— WHAT IS REQUIRED —
Go through the data and copy every line in which "below" appears.

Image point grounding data
##############################

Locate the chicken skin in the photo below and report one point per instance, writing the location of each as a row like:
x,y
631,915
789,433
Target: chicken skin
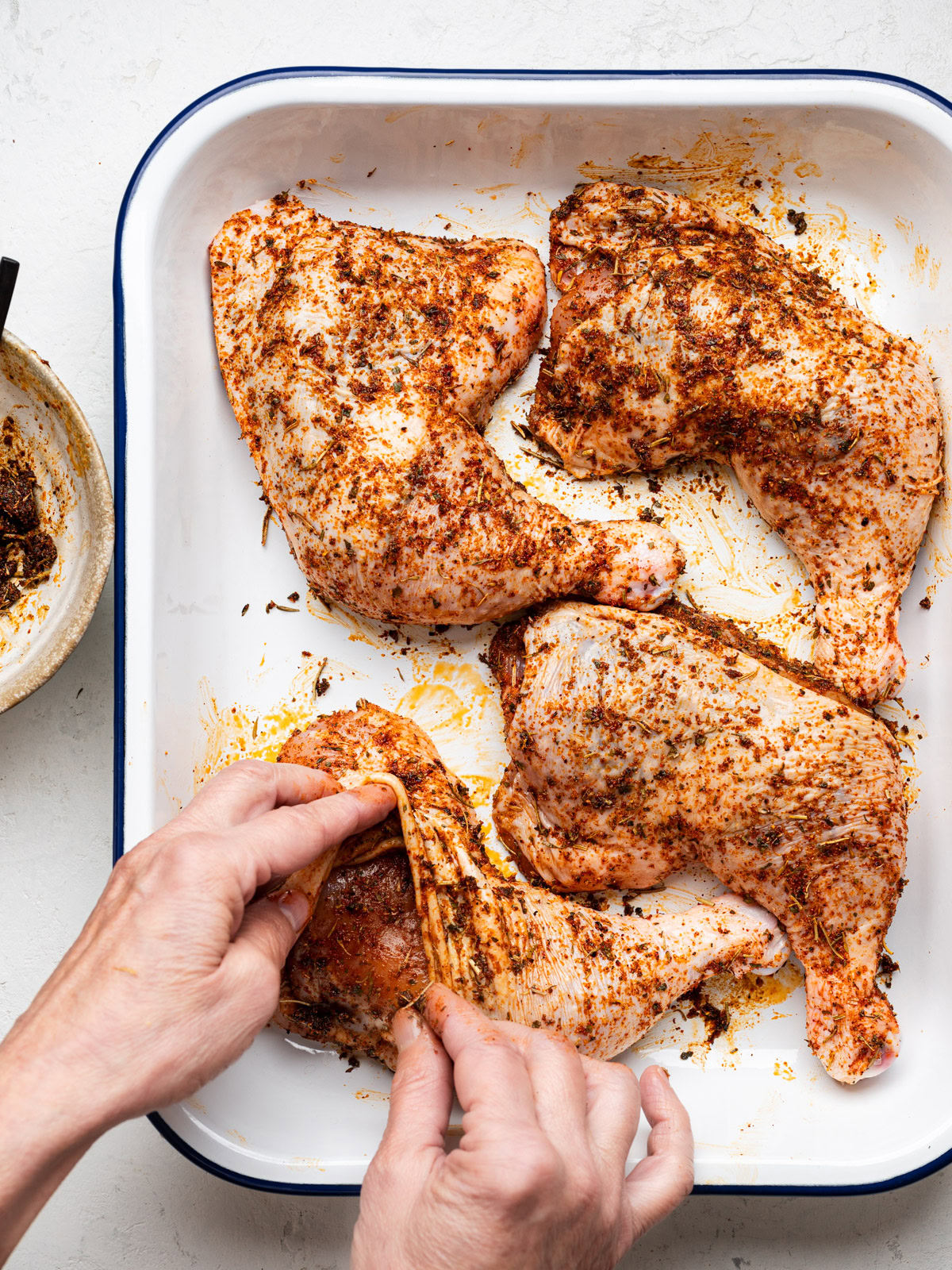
x,y
440,912
641,742
361,366
683,332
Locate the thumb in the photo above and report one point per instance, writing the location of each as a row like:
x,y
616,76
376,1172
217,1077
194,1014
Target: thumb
x,y
422,1096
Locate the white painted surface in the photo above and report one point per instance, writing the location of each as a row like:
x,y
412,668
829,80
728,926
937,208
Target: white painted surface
x,y
83,90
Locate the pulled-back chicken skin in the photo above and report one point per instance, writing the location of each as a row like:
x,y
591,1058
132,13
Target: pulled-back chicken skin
x,y
362,365
641,742
384,930
683,332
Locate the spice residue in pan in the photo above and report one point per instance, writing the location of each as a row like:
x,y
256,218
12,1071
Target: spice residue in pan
x,y
27,550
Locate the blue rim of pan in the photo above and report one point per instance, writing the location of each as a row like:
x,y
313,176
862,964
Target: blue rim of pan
x,y
120,425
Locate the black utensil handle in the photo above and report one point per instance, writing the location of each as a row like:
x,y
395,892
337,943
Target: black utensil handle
x,y
8,281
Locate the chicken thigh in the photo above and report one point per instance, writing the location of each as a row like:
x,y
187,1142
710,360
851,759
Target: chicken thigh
x,y
641,742
683,332
361,366
382,931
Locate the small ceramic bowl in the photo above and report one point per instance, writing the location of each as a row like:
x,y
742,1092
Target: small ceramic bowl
x,y
40,632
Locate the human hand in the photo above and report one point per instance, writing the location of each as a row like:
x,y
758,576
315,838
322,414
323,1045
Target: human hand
x,y
177,968
539,1179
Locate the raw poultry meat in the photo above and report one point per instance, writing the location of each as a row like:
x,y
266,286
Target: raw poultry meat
x,y
640,742
441,912
362,365
683,332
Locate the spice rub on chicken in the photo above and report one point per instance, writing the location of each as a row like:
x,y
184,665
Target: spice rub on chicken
x,y
437,911
27,552
362,365
683,332
640,742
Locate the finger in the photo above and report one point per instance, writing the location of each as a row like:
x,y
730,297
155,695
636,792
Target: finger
x,y
558,1085
489,1072
664,1178
422,1096
260,948
613,1110
291,837
556,1076
249,789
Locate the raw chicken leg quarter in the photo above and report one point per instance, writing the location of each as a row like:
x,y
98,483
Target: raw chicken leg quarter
x,y
682,332
362,366
438,911
640,742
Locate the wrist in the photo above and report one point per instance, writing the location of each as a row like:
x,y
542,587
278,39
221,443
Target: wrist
x,y
44,1130
48,1105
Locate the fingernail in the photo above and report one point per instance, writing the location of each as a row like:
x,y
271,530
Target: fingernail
x,y
294,906
406,1028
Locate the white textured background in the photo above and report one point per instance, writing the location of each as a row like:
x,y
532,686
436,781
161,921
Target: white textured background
x,y
84,88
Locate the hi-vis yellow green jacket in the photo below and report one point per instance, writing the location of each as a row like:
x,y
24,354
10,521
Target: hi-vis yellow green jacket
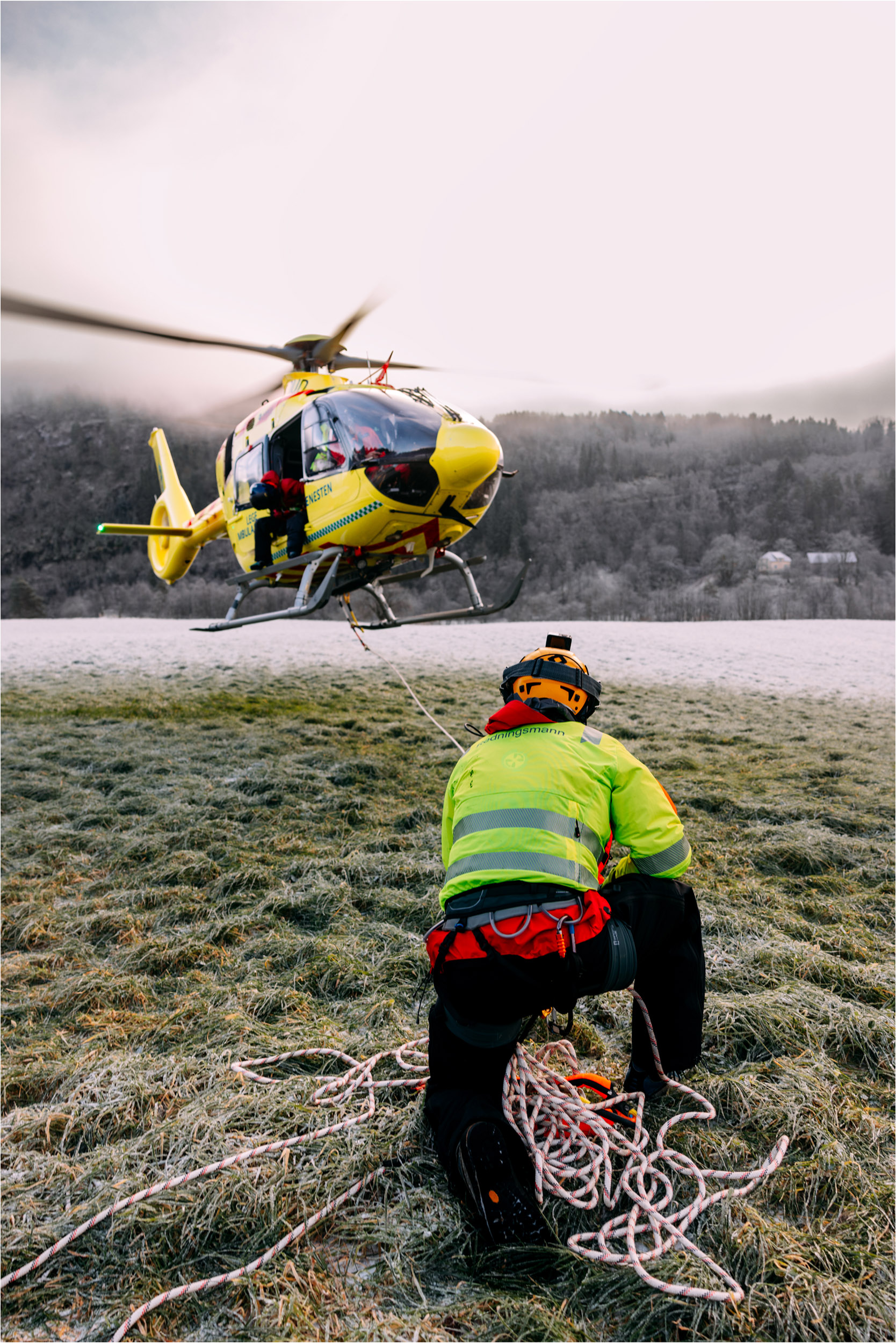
x,y
542,801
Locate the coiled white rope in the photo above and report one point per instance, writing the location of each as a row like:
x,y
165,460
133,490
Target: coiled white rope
x,y
575,1165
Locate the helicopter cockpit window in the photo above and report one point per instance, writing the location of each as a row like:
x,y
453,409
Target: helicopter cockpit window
x,y
359,428
248,472
321,446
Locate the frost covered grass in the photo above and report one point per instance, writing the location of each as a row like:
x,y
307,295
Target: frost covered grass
x,y
195,875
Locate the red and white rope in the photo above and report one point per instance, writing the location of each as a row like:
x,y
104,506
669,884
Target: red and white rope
x,y
577,1166
548,1115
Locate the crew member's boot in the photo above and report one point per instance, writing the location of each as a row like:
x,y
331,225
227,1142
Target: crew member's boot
x,y
649,1083
264,530
294,536
503,1204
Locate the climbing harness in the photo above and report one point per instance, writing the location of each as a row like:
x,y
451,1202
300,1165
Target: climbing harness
x,y
573,1147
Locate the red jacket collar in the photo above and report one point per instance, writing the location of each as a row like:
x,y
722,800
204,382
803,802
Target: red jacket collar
x,y
514,715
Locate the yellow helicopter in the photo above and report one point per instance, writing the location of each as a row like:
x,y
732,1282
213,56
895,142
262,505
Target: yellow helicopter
x,y
391,479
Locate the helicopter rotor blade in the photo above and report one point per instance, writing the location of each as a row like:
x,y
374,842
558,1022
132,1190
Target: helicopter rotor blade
x,y
350,362
327,350
15,305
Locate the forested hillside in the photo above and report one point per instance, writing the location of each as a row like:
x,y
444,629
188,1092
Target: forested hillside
x,y
624,516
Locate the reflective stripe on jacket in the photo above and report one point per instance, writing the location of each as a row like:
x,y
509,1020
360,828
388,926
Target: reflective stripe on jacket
x,y
539,801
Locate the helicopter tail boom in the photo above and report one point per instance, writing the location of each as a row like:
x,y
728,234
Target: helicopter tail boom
x,y
175,533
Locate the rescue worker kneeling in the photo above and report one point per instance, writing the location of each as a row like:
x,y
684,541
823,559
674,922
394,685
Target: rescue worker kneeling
x,y
288,515
530,817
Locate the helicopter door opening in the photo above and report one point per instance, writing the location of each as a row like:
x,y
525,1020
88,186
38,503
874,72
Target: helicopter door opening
x,y
248,472
285,456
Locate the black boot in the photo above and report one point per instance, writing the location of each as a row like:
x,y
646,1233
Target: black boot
x,y
502,1202
652,1086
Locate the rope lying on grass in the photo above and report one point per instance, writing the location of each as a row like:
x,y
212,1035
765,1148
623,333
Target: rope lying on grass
x,y
548,1116
572,1146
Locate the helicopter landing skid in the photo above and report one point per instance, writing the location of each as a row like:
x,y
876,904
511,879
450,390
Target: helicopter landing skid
x,y
304,605
468,613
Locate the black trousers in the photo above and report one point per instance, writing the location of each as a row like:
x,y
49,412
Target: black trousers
x,y
467,1081
266,528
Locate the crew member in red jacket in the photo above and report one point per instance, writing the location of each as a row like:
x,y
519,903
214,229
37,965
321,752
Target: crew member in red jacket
x,y
286,503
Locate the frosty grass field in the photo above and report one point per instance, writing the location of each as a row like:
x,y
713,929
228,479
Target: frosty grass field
x,y
225,847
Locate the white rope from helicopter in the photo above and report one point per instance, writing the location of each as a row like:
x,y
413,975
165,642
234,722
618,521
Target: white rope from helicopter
x,y
356,630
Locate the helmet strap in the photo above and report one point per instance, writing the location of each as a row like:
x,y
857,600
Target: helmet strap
x,y
550,708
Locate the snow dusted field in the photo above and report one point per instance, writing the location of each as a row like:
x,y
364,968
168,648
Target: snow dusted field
x,y
849,659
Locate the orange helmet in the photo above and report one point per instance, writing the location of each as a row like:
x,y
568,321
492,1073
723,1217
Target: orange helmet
x,y
553,673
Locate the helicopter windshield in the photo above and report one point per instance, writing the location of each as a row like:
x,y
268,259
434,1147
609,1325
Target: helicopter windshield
x,y
350,429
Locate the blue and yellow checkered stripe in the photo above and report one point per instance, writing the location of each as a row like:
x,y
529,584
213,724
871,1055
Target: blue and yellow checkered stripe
x,y
344,522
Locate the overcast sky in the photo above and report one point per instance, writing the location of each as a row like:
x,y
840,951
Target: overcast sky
x,y
642,206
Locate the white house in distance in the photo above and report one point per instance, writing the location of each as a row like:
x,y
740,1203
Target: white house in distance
x,y
773,562
832,558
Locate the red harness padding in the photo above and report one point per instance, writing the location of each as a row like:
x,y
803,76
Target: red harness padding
x,y
546,933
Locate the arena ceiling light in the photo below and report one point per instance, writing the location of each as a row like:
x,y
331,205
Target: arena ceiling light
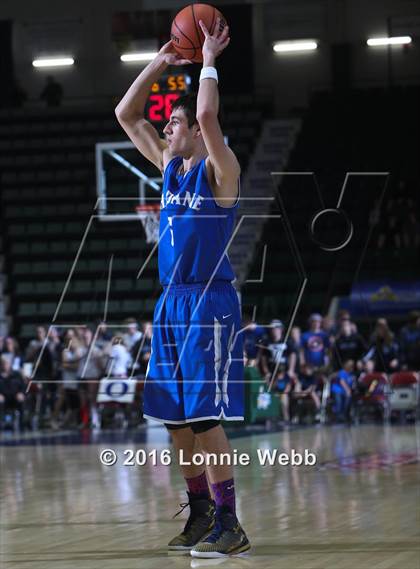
x,y
396,40
53,62
295,45
141,56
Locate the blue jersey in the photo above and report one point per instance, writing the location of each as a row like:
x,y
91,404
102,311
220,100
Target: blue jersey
x,y
194,230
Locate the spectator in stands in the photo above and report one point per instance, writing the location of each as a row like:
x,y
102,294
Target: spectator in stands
x,y
142,349
274,351
315,345
68,395
12,390
330,327
342,385
305,386
104,337
390,236
410,343
384,349
253,335
90,371
39,355
133,333
348,345
12,351
119,358
52,93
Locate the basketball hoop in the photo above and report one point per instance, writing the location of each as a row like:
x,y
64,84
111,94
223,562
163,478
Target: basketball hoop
x,y
149,217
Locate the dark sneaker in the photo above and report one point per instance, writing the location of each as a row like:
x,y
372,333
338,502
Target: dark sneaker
x,y
199,524
227,538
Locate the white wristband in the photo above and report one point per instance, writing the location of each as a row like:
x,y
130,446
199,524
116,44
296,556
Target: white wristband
x,y
209,73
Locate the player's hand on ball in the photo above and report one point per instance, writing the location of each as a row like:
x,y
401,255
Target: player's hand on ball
x,y
214,43
168,53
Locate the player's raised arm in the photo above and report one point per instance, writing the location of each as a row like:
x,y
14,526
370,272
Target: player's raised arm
x,y
224,163
130,110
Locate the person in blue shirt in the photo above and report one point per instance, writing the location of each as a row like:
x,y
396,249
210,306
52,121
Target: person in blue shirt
x,y
342,386
278,364
194,377
305,387
315,344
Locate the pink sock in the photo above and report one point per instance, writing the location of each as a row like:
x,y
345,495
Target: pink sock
x,y
224,494
198,485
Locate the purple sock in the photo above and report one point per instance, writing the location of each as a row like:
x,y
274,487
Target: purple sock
x,y
224,494
198,485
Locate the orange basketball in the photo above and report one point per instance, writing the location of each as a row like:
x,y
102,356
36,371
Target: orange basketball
x,y
186,34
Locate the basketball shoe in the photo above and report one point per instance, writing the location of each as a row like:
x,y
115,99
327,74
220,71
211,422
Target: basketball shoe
x,y
199,524
227,537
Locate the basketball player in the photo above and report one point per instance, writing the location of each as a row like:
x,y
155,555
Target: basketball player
x,y
195,372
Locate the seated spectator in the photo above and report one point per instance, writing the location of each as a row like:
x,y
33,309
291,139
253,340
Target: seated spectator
x,y
383,350
132,335
52,93
329,326
411,230
104,336
90,371
253,335
142,350
315,345
410,342
119,358
12,390
12,351
69,388
342,390
275,352
305,386
39,354
348,345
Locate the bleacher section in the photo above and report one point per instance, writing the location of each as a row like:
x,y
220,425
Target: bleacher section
x,y
362,131
47,188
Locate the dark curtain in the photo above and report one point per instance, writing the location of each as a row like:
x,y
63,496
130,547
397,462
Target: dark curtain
x,y
6,63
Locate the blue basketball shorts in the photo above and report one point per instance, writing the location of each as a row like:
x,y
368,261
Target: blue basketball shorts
x,y
195,370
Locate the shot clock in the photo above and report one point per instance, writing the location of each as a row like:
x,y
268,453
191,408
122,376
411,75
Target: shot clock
x,y
162,95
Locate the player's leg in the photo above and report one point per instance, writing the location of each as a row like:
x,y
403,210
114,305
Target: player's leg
x,y
227,537
202,510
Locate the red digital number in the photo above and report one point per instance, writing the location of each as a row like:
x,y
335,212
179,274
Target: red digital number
x,y
161,106
155,110
169,99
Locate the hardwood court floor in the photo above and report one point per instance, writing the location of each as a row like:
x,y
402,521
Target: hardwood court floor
x,y
358,508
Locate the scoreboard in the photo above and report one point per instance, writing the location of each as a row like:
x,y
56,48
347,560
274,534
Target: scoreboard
x,y
163,93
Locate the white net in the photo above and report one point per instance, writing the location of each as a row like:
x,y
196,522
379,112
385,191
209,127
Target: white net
x,y
149,216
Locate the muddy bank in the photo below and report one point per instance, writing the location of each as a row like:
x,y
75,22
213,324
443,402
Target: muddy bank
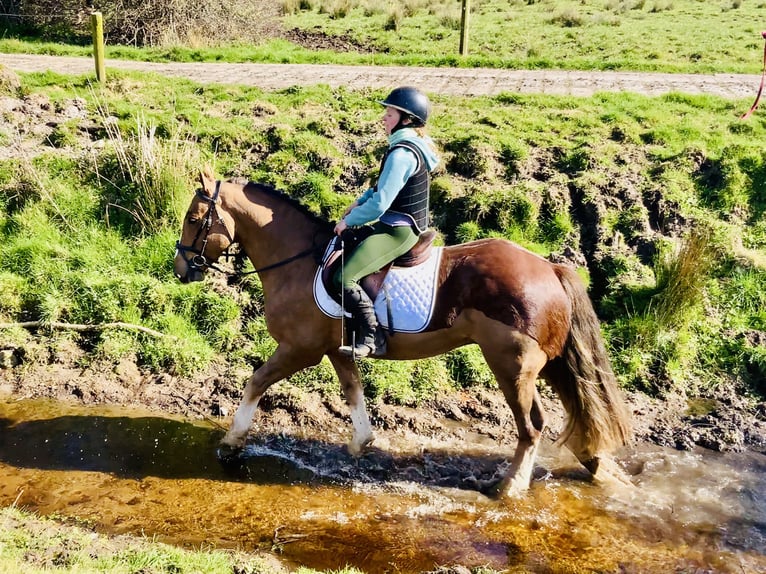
x,y
726,422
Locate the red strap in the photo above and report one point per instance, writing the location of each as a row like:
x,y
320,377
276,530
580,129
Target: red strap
x,y
760,89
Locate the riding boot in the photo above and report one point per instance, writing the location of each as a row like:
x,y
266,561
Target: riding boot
x,y
371,339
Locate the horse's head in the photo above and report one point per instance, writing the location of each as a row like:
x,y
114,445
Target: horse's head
x,y
206,232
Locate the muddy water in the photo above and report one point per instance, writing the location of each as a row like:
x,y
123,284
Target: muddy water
x,y
138,472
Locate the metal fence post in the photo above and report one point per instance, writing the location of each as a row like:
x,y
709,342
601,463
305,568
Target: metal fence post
x,y
97,27
464,25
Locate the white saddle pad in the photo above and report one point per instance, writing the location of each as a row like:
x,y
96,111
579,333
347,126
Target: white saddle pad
x,y
409,291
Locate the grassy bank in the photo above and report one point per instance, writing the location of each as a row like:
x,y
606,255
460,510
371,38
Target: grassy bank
x,y
30,544
689,36
658,200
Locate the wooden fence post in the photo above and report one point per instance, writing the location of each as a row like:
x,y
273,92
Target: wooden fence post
x,y
97,27
464,25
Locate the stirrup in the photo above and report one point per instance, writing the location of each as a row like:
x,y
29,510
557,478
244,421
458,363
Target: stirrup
x,y
362,350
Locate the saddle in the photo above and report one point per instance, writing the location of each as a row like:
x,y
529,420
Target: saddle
x,y
372,283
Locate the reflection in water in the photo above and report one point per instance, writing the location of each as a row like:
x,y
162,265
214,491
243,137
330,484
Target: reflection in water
x,y
133,472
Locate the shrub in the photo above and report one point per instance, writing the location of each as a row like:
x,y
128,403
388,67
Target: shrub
x,y
140,23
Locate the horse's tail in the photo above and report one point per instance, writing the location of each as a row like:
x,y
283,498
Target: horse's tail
x,y
598,421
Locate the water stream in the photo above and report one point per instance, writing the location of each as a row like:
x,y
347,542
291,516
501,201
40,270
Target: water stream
x,y
130,471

##############################

— SOLUTION TO THE PROBLEM —
Locate the chicken skin in the photo below and report one point per instance, writing the location of each as a row like:
Locate the hi-vis yellow green jacket in the photo below and report one point per instance, writing the location of each as a row like:
Locate the arena ceiling light in the photo below and report one point per instance, writing the location of each as a row like:
Locate the muddy bank in the photo below and report one point per instance, writing the location of each as a row like:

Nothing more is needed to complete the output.